[[ Document extract open ]]
Due to macroeconomic issues, activity at PSX also remained dull. Average traded volume (ready/cash) per day at PSX was down 52% to 230 million shares/day.
Similarly, average traded value per day was down 59% to PKR7 billion/day which was lowest since 2019.
In futures market, total traded volume and value per day were also down by 33% and 56% to 94 million shares and PKR3.6 billion, respectively.
KSE-100 Index also underperformed as compared to other asset classes in 2022 including Gold (+45%), one-year US$ denominated Naya Pakistan Certificate (+36%) and greenback (+28%).
T-Bills, Money Market Fund and Property indices posted return in the range of 12% to 14% in 2022.
Initial public offering (IPO) market was also impacted due to eroding equity values as only 3 IPOs raised funds in 2022 as against 8 IPOs in 2021. The number of IPOs was also the lowest in 2019 when Pakistan saw just one IPO at PSX.
[[ Document extract closed ]]
● Work required:
Can you reproduce the PSX market passage between "KSE-100 Index also" and "IPO at PSX.", inclusive, swapping "greenback" for "US dollar"? The entries after this point come from a different source.
[[ Information shown open ]]
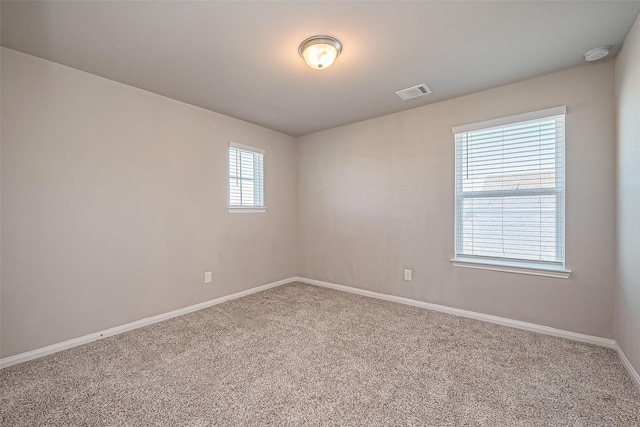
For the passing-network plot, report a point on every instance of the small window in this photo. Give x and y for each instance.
(510, 182)
(246, 179)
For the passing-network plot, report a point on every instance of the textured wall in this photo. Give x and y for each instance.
(628, 108)
(377, 196)
(114, 204)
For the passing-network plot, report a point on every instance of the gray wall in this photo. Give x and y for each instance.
(114, 204)
(628, 108)
(377, 196)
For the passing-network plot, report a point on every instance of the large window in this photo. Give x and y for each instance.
(509, 208)
(246, 178)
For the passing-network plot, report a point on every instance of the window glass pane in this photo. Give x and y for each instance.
(510, 191)
(246, 183)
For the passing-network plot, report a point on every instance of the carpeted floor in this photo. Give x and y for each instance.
(304, 355)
[[ Information shown closed ]]
● Answer section:
KSE-100 Index also underperformed as compared to other asset classes in 2022 including Gold (+45%), one-year US$ denominated Naya Pakistan Certificate (+36%) and US dollar (+28%).
T-Bills, Money Market Fund and Property indices posted return in the range of 12% to 14% in 2022.
Initial public offering (IPO) market was also impacted due to eroding equity values as only 3 IPOs raised funds in 2022 as against 8 IPOs in 2021. The number of IPOs was also the lowest in 2019 when Pakistan saw just one IPO at PSX.